### [Brief]
The answer must be every line of the records below that holds the word "lure".

Collected data:
++++++++++
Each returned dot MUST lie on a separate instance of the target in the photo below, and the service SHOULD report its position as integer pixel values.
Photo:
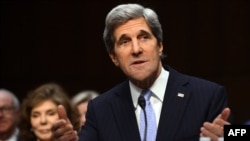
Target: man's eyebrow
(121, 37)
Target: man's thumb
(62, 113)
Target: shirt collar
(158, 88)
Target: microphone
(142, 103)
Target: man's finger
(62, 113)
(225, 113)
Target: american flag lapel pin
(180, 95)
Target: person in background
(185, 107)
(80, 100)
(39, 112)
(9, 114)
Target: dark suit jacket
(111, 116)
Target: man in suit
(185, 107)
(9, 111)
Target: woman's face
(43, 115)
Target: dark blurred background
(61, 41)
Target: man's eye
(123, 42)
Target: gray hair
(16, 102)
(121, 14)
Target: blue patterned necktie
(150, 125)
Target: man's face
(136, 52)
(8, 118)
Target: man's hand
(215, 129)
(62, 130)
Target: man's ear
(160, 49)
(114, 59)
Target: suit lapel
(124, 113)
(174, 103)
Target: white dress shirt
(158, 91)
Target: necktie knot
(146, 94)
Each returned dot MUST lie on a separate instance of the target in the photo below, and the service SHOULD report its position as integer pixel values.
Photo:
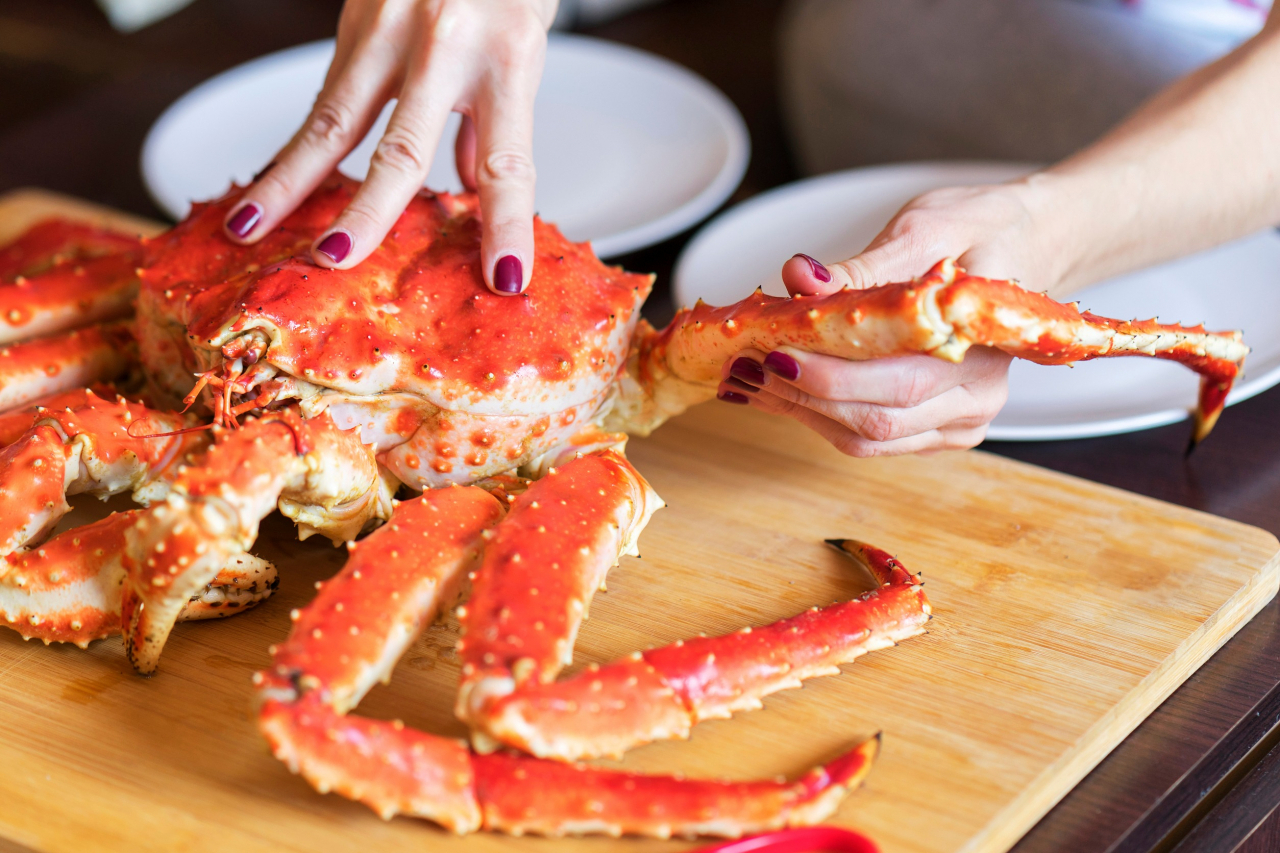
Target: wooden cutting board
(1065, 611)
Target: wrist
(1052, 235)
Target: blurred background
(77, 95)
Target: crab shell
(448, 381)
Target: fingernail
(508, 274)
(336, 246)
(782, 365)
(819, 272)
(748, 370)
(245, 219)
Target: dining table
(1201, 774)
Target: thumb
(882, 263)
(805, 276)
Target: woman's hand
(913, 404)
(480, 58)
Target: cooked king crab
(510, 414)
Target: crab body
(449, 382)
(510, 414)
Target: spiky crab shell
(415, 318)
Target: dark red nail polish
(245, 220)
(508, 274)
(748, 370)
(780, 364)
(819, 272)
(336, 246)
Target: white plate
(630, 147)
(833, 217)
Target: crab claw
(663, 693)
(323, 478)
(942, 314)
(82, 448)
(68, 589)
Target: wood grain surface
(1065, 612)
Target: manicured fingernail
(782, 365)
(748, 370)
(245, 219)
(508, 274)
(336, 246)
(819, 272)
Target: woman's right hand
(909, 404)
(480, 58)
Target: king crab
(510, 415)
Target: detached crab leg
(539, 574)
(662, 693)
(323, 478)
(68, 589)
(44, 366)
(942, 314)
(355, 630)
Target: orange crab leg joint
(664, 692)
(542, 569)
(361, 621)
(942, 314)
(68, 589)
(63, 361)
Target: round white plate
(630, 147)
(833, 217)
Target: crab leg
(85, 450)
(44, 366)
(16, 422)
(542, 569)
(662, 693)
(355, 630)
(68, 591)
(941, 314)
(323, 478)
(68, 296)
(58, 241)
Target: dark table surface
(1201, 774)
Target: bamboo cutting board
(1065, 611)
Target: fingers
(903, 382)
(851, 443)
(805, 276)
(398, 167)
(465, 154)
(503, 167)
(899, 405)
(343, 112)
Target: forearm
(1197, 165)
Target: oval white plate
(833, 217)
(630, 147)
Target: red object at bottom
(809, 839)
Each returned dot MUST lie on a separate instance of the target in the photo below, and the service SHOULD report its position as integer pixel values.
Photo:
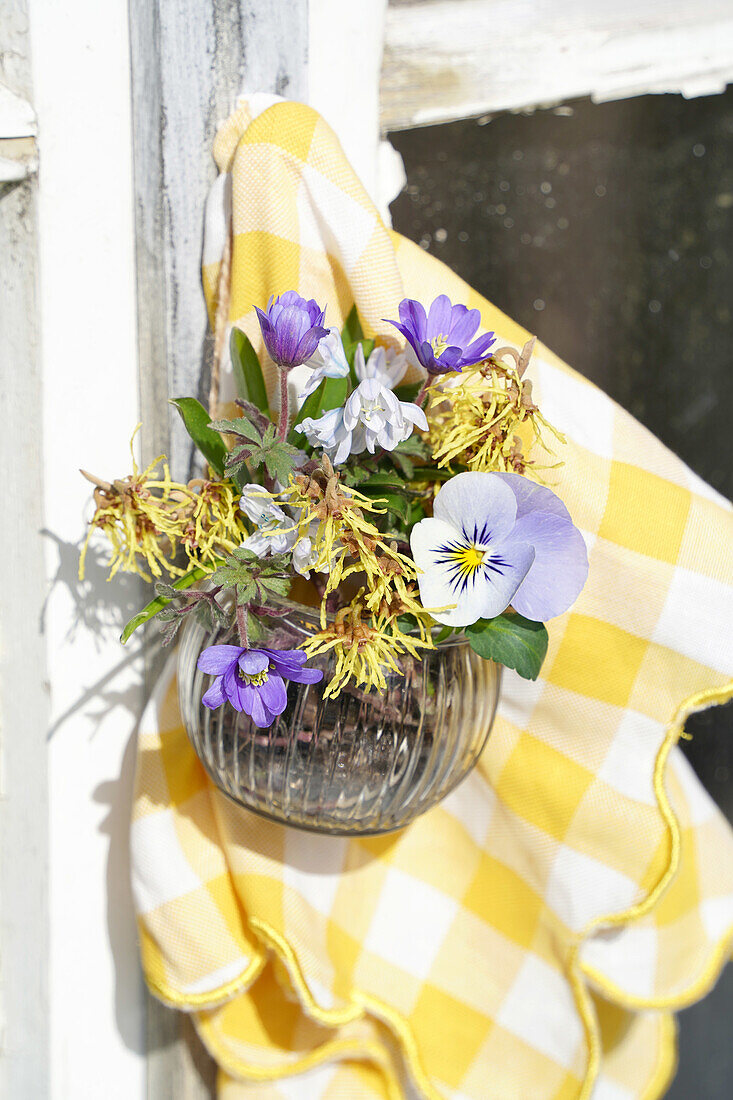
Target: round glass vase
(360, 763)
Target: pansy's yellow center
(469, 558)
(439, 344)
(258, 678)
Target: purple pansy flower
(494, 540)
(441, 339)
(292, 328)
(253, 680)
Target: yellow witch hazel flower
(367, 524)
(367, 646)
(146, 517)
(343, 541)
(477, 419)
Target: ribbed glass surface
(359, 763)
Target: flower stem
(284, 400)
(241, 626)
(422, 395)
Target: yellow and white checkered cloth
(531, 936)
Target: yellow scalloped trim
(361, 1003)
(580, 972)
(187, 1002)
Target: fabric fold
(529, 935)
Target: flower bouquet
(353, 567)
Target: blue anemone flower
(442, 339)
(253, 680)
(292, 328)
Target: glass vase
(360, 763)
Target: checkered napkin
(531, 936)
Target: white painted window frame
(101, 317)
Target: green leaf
++++++++++
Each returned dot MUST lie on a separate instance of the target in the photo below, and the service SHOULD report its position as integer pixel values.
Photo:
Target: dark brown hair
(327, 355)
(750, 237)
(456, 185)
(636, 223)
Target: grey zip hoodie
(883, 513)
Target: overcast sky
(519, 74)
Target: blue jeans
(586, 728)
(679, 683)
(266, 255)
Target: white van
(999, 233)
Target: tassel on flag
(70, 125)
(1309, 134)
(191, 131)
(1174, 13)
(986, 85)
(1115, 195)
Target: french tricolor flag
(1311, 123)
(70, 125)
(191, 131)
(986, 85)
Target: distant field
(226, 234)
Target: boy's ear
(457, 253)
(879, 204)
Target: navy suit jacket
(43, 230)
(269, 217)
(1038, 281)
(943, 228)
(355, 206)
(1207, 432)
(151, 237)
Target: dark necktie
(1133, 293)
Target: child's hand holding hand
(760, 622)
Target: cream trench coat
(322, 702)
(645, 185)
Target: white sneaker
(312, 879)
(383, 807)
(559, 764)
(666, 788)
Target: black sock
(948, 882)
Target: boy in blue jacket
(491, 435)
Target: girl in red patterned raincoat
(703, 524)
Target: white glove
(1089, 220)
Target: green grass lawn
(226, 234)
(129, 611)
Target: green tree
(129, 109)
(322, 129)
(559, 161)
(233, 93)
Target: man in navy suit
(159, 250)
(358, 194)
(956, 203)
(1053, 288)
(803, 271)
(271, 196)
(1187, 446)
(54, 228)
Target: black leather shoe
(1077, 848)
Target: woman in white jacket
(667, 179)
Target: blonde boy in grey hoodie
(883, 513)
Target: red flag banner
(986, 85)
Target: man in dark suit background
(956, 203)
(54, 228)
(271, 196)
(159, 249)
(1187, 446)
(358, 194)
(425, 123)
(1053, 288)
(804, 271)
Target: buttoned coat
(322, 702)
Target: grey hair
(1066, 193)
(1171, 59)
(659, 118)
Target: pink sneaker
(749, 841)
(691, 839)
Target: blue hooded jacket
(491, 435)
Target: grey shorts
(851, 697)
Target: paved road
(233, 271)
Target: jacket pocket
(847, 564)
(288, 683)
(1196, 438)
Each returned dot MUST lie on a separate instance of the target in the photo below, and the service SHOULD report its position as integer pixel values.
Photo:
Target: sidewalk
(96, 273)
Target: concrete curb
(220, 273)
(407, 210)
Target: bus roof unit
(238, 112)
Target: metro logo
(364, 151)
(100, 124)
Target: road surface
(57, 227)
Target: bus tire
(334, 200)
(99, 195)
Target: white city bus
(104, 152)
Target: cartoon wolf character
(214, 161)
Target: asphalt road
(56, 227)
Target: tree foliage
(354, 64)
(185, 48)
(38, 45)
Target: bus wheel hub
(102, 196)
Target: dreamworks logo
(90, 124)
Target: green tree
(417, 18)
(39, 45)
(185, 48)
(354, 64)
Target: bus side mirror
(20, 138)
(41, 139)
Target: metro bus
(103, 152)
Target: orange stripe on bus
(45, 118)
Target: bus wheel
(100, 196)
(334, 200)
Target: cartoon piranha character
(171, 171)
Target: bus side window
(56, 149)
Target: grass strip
++++++++++
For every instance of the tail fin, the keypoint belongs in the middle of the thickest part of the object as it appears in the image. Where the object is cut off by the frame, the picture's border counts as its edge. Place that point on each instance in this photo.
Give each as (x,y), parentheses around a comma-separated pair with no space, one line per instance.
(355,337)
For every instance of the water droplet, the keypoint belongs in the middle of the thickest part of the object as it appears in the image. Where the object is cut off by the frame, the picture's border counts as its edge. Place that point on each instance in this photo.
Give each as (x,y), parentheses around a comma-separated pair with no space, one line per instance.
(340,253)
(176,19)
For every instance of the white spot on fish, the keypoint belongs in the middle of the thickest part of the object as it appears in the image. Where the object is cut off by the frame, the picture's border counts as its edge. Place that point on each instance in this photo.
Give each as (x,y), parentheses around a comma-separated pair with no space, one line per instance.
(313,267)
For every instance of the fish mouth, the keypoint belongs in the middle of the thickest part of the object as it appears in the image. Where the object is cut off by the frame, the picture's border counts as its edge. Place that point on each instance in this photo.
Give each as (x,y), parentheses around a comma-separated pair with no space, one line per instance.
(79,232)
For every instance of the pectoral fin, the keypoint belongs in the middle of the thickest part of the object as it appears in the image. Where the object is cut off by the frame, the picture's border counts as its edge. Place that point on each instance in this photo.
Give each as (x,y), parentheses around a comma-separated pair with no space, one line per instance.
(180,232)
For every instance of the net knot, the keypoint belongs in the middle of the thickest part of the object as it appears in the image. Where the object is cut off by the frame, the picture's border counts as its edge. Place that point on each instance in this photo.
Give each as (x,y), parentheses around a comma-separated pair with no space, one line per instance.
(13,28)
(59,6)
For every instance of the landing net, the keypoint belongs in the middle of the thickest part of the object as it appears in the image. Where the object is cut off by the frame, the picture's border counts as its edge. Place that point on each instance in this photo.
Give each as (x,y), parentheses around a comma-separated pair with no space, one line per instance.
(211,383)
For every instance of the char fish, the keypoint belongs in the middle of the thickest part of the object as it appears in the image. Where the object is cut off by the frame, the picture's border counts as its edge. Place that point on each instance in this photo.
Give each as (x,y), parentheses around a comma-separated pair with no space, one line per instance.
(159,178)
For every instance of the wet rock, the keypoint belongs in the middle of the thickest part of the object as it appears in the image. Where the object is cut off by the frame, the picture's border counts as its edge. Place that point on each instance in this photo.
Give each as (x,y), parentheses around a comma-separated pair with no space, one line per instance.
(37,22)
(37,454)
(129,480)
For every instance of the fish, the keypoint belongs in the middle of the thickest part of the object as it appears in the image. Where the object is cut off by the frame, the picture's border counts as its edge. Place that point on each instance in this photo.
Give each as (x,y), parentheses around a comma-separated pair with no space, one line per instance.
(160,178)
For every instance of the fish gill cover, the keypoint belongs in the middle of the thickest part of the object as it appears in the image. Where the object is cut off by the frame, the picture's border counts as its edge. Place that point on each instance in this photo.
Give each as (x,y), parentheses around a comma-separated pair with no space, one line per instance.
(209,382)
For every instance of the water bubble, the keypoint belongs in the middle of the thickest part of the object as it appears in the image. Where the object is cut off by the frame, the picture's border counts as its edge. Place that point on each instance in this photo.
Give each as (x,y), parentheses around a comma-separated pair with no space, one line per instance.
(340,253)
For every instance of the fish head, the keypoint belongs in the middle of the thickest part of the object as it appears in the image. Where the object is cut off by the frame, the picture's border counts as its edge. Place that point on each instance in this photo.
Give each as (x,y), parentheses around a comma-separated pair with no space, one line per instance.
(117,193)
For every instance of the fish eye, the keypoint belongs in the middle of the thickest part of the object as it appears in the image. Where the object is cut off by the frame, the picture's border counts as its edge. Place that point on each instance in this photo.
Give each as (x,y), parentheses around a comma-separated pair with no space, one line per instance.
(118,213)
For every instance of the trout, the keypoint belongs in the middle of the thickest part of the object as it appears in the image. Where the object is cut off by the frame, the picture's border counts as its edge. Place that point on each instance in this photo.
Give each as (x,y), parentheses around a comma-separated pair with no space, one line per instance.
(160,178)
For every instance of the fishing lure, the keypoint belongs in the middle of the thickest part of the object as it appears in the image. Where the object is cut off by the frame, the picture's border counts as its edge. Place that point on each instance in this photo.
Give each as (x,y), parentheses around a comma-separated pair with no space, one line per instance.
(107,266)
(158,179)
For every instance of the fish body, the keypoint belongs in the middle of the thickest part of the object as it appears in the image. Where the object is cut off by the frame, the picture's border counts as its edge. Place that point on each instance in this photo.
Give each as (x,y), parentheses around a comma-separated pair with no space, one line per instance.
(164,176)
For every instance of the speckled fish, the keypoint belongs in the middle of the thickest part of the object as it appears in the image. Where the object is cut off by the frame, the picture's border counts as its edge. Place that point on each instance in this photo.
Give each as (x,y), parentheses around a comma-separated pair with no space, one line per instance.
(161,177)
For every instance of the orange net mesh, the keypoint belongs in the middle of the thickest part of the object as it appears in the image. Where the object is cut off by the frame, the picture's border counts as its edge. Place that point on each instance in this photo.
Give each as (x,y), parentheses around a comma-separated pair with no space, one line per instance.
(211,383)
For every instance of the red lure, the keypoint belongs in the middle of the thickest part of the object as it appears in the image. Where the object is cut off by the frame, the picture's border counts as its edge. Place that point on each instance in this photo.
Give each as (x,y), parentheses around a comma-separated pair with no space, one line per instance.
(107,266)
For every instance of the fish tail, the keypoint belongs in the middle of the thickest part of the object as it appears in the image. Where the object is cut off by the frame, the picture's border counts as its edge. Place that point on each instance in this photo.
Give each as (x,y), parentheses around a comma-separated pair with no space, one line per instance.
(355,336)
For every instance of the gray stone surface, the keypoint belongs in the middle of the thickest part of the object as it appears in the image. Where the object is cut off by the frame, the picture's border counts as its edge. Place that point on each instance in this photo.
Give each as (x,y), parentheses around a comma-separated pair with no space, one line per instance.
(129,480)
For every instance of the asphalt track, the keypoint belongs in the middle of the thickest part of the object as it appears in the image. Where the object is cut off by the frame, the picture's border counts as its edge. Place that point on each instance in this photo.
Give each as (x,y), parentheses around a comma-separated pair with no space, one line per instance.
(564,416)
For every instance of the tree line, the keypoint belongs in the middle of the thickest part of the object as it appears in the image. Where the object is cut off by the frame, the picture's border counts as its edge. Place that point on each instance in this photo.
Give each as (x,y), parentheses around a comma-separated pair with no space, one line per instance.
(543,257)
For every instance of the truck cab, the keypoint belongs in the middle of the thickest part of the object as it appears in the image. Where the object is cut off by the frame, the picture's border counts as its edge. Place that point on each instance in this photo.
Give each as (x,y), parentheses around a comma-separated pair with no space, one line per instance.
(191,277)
++++++++++
### [Answer space]
For every instance of the fishing lure, the keypoint belongs in the middle of the thickest part of the object as it appears in the image. Where the object is cut off by the frame, the picture's border counts as its edge. Place that point on each instance in this photo.
For every instance of the red lure, the keypoint belongs in the middle of the thickest part of the object as it appears in the image. Where the object is cut off by the frame, the picture's border counts as its edge. Place that point on each instance in this photo.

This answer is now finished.